Task directions » Transcribe each line below without altering anything.
·····
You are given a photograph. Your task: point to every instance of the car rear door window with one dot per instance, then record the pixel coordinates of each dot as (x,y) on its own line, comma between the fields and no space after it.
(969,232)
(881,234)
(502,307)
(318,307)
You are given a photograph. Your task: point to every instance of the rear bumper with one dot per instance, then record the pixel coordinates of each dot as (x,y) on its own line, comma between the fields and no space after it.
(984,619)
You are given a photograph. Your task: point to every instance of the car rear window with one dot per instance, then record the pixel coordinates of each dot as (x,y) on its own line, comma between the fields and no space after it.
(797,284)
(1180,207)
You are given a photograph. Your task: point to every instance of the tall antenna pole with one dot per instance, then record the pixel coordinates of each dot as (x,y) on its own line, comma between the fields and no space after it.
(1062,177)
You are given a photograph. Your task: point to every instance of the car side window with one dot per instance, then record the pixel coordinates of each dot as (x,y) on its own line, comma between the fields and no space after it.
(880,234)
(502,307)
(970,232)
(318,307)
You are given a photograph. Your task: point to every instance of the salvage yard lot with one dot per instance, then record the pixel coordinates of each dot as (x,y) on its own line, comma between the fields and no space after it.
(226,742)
·····
Answer area »
You are given a photograph. Your task: point to every instance of the car rear door window with one dot per instance, then record the pixel coordinates of each dot as (x,y) on its own line, comma between the fields and no space after it.
(969,232)
(881,234)
(502,307)
(318,307)
You are given a photograph. Your task: point to every instance of the rear bumper with one dot per instance, then record the pixel coordinates of each dot as (x,y) on its own line, comma between the fields and no space after it.
(984,619)
You are given a photograph. Your task: point to every instance of the car rear window with one dot per instance, then record the pixel coordinates of each dot as (x,y) on its own line, comma between the fields and no space after it.
(797,284)
(1180,207)
You are given a photograph. Your task: point to every instance of the tall antenna pole with one dot per instance, then record the pixel coordinates of each dot as (x,y) on its own line, comma between the fields and no space after it.
(1062,177)
You are given a photograph. Your task: point to every instance of the car side window with one dot per instance, then record the pixel coordinates of each dot as (x,y) on its own line, comma between the fields and no space after it.
(880,234)
(502,307)
(970,232)
(318,307)
You are given a photograph. Your task: point to every instance of the salvage yard lot with one dot per instance, then record the pixel coordinates of each dot as (x,y) on its own line, comma between the fields and no space after it.
(226,742)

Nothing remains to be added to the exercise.